Gegebener Textauszug:
====================

Potenzial Grosswasserkraft kaum verändert: Das Potenzial neuer Grosswasserkraftwerke (Leistung grösser 10 MW) wurde anhand einer aktualisierten Liste von rund 30 konkreten Neubauprojekten abgeschätzt, die bereits 2012 bekannt waren. Bis 2050 liegt deren Potenzial bei 760 - 1'380 GWh/Jahr (2012: 770 - 1'430 GWh/Jahr). Das Potenzial von Erweiterungen und Erneuerungen bestehender Grosswasserkraftwerke beträgt 970 - 1'530 GWh/Jahr (2012: 870 - 1'530 GWh/Jahr).

Potenzial Kleinwasserkraft deutlich tiefer: Das Potenzial von neuen Kleinwasserkraftwerken (Leistung kleiner 10 MW) sowie von Erneuerungen und Erweiterungen wurde, wie 2012, anhand der aktuellen Anmeldeliste für die Einspeisevergütung und der Realisierungswahrscheinlichkeit der Projekte abgeschätzt. Das Potenzial bis 2050 liegt demnach bei 460 - 770 GWh/Jahr und damit deutlich tiefer als 2012 (2012: 1'290 - 1'600 GWh/Jahr). Zusätzlich muss mit einem Wegfall geplanter oder bestehender Kleinwasserkraftwerke gerechnet werden, die ohne Förderung nicht rentabel sind oder vom Netz gehen, sobald eine grössere Erneuerungsinvestition ansteht. Dieser Verlust wird auf -350 GWh/Jahr unter den geltenden Nutzungsbedingungen und auf -220 GWh/Jahr unter optimierten Nutzungsbedingungen geschätzt. In der Summe ergibt sich daraus ein Potenzial bis 2050 von 110 - 550 GWh/Jahr. Das ist deutlich tiefer als 2012 (2012: 1'290 - 1'600 GWh/Jahr).

====================

Aufgaben:
1. Welches Potenzial nennt der Text zur Wasserkraft für Erweiterungen und Erneuerungen bestehender Grosswasserkraftwerke?
2. Setze den Text zur Wasserkraft nach seinem letzten Satz fort.

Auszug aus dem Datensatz

====================

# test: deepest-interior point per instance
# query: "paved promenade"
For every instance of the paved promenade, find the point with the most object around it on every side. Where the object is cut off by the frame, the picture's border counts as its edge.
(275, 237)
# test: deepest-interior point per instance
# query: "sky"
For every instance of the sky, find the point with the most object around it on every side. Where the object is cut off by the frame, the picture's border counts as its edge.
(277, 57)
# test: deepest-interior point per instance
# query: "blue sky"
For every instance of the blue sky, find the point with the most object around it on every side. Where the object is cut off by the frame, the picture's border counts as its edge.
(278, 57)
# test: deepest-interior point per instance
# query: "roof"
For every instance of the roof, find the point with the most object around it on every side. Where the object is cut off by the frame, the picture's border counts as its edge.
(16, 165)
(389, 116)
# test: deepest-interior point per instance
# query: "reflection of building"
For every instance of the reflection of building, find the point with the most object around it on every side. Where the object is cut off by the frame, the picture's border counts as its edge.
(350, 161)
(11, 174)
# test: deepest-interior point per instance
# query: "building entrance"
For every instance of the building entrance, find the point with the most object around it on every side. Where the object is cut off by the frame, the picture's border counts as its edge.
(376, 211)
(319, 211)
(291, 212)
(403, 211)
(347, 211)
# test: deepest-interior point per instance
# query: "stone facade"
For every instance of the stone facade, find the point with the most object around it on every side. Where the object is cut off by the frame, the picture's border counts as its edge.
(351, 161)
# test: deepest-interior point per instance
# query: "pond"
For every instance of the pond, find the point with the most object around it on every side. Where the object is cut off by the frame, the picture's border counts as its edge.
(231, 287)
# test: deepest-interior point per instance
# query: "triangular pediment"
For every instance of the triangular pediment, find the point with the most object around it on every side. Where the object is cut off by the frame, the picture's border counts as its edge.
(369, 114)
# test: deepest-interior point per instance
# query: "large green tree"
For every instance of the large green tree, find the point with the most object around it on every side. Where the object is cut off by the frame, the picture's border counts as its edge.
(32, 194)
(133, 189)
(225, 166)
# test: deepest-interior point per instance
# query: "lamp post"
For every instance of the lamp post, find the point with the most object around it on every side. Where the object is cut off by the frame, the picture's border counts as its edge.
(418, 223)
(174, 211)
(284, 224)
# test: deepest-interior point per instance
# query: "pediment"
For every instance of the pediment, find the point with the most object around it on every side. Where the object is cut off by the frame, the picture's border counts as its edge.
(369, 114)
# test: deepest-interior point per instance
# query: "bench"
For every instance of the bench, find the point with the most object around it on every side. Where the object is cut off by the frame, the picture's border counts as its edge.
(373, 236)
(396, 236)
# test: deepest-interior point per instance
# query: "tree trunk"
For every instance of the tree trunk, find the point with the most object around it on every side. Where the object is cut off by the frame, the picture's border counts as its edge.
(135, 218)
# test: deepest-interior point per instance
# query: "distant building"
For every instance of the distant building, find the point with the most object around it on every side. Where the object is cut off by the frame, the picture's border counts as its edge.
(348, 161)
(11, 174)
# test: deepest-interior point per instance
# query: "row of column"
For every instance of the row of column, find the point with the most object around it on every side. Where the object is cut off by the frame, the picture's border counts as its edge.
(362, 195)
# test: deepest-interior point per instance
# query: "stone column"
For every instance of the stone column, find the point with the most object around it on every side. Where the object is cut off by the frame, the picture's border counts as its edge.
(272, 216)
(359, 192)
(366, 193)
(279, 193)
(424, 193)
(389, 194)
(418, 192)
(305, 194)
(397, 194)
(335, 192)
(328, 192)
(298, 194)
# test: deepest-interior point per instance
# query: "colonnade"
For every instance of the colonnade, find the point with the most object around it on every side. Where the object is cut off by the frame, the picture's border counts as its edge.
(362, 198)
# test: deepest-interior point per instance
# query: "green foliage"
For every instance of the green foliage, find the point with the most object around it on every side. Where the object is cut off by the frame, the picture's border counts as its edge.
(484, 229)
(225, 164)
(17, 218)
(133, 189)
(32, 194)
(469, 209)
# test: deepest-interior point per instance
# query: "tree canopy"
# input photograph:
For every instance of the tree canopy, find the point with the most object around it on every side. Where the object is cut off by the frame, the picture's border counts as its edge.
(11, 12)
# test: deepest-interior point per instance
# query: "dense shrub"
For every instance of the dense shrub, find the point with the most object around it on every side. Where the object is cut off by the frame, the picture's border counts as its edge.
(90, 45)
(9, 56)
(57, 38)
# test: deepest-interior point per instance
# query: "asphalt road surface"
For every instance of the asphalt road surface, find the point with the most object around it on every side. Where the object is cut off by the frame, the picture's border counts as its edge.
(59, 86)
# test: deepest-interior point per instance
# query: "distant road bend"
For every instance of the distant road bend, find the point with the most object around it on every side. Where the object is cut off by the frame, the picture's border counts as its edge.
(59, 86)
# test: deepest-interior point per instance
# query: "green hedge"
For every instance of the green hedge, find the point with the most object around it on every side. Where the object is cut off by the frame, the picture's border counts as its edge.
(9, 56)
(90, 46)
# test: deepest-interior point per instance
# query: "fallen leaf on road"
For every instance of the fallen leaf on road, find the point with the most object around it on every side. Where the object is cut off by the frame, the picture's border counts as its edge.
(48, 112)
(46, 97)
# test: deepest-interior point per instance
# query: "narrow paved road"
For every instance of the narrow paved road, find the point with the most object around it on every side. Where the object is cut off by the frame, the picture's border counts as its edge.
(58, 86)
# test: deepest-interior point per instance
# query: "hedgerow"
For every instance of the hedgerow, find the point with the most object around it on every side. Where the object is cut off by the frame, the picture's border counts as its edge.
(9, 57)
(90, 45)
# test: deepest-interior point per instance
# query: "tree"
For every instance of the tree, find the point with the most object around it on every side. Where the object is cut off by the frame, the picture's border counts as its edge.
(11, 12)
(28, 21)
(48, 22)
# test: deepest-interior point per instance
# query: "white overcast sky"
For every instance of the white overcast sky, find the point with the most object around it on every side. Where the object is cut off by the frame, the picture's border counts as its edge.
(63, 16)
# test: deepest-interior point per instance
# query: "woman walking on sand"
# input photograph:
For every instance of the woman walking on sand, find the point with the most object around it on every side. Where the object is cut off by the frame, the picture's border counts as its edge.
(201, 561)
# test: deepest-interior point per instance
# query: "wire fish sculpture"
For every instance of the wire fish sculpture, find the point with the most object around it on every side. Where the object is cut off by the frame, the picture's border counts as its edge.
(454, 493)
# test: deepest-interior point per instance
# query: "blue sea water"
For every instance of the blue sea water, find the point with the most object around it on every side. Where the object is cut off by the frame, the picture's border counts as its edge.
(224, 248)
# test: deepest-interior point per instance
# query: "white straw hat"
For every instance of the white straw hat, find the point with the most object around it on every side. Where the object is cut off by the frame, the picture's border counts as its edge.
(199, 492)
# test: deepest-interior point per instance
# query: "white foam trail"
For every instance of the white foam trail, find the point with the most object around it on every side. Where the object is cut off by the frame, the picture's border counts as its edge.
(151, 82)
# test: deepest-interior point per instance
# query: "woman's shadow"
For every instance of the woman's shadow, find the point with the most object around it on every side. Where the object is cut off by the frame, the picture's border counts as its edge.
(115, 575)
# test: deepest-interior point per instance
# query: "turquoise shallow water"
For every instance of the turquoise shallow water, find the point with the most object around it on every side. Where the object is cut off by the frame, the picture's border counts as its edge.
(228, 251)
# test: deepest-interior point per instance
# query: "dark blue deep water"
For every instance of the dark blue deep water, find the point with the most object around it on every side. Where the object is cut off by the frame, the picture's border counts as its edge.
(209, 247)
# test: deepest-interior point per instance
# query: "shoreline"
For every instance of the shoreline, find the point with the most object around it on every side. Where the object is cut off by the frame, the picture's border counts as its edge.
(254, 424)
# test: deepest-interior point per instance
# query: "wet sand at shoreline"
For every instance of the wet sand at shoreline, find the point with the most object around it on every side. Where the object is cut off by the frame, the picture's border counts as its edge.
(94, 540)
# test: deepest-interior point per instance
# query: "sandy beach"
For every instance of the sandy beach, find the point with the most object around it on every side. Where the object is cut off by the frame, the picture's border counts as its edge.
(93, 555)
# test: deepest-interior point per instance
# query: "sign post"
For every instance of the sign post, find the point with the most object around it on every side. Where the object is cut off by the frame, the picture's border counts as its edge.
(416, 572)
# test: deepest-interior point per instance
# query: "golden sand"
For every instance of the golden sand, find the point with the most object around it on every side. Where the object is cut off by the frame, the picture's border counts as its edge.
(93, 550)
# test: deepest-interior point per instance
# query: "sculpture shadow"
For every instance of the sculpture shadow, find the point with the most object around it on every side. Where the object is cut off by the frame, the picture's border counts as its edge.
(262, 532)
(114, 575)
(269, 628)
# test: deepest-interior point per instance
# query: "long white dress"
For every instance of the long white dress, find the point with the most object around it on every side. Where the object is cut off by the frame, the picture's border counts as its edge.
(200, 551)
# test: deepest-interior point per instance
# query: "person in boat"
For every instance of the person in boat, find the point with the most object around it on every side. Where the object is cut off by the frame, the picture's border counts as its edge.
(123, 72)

====================

Lösungen:
1. 970 - 1'530 GWh/Jahr.

2.
Deutlich höhere Produktionsverluste durch Restwasserbestimmungen: Die Restwassermengen sind seit Inkrafttreten des Gewässerschutzgesetzes im Jahr 1992 bei Neukonzessionierungen oder bei Erneuerungen bestehender Konzessionen einzuhalten.  Ein grosser Teil der gegenwärtigen Konzessionen wird zwischen 2030 und 2050 ablaufen. Neu werden die Produktionsverluste bis 2050 auf 1'900 GWh/Jahr geschätzt (2012: 1'400 GWh/Jahr). Die neue Schätzung wurde anhand einer Analyse von 107 bis Ende 2017 erteilten Konzessionen erstellt. Da diese Stichprobe nur einen kleinen Teil der bis 2050 ablaufenden Konzessionen betrifft, wird erst eine künftige Analyse belastbare Aussagen zur Minderproduktion machen können. Nicht quantifiziert wurden ausserdem die Auswirkungen der Sanierungsvorschriften (Fischgängigkeit, Schwall und Sunk, Geschiebetrieb), da heute erst wenig Erfahrungen mit einer kleinen Zahl an konkreten Projekten vorliegen.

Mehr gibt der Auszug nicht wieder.